> [Passage provided]:
▬▬▬▬▬▬
Mariia (Masha) Baidachna
- Undergraduate Student
University of Glasgow
Attended ICCV (International Conference on Computer Vision)
2025, Honolulu, Hawaii, United States
Attending ICCV was an amazing experience overall! The amount of information transferred in a short time span was incredible. Walking around the hall with over 400 posters, which rotated every few hours, made me feel like a sponge, constantly absorbing new ideas from the latest publications. Presenting my own poster was also a really cool experience. It was rewarding to make connections with people whose work I admire and have them come up and listen to my research in return. The community that ICCV curates is definitely one of the most up to date ones when it comes to discussing state-of-the-art research. And of course, visiting Hawaii was a privilege in itself. It was a very productive escape from the cold, dark, and rainy Scottish autumn.
Here are some concrete takeaways and open-ended questions I collected from talks and posters (my focus was visual reasoning and autonomous driving):
Should agents for GUI related tasks be reliant on perception, code, or underlying text/captions?
– When we use some novel method that improves a certain functionality of an LLM (for example reasoning for visual tasks) how can we be sure the model still performs the same on other tasks and doesn’t actually degrade in performance overall?
– How far can we generalise reasoning? CoT to CoS? Algebraic to geometric?
– ViT uses image patches as input, not the objects. This may contribute to the counting problem, where LLMs find it difficult to count objects in an image. Is it scale invariant?
– The majority of academics are using frozen weights and avoiding training as much as possible.
– Synthetic aperture radar has a lot of similarities with the capturing of black holes with the EHT.
– Smoothing of sorts between datapoints can be used to make videos.
▬▬▬▬▬▬
> [Exercise prompt]:
According to the conference report, why might LLMs find it difficult to count objects in an image? Answer in one to three sentences. The items are separate material, unrelated to the conference report.
▬▬▬▬▬▬
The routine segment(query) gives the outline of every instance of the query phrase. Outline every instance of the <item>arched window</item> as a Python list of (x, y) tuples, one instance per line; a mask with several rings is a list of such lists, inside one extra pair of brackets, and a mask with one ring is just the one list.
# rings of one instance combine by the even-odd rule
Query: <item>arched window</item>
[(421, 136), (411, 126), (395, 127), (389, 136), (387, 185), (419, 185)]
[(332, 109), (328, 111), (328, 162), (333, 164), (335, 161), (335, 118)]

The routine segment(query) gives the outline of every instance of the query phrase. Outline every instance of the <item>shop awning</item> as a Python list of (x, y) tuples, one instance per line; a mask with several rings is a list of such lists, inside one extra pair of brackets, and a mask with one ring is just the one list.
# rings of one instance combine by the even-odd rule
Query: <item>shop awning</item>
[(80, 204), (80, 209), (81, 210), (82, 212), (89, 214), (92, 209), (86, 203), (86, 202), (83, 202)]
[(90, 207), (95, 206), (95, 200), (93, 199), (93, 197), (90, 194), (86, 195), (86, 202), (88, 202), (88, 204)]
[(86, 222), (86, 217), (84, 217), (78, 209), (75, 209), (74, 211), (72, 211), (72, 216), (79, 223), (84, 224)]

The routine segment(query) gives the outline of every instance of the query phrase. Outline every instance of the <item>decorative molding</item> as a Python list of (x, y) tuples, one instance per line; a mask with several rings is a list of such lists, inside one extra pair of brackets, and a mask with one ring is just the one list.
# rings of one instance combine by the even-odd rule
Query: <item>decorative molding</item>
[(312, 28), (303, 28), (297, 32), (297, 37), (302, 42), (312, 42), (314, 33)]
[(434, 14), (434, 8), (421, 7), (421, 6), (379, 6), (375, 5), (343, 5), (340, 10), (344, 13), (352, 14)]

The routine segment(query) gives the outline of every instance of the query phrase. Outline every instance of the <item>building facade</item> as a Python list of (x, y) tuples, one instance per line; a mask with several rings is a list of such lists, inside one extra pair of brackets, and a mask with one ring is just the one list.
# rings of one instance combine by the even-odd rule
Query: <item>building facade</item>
▬▬▬▬▬▬
> [Response to this exercise]:
ViT takes image patches as input rather than the objects themselves. This may contribute to the counting problem.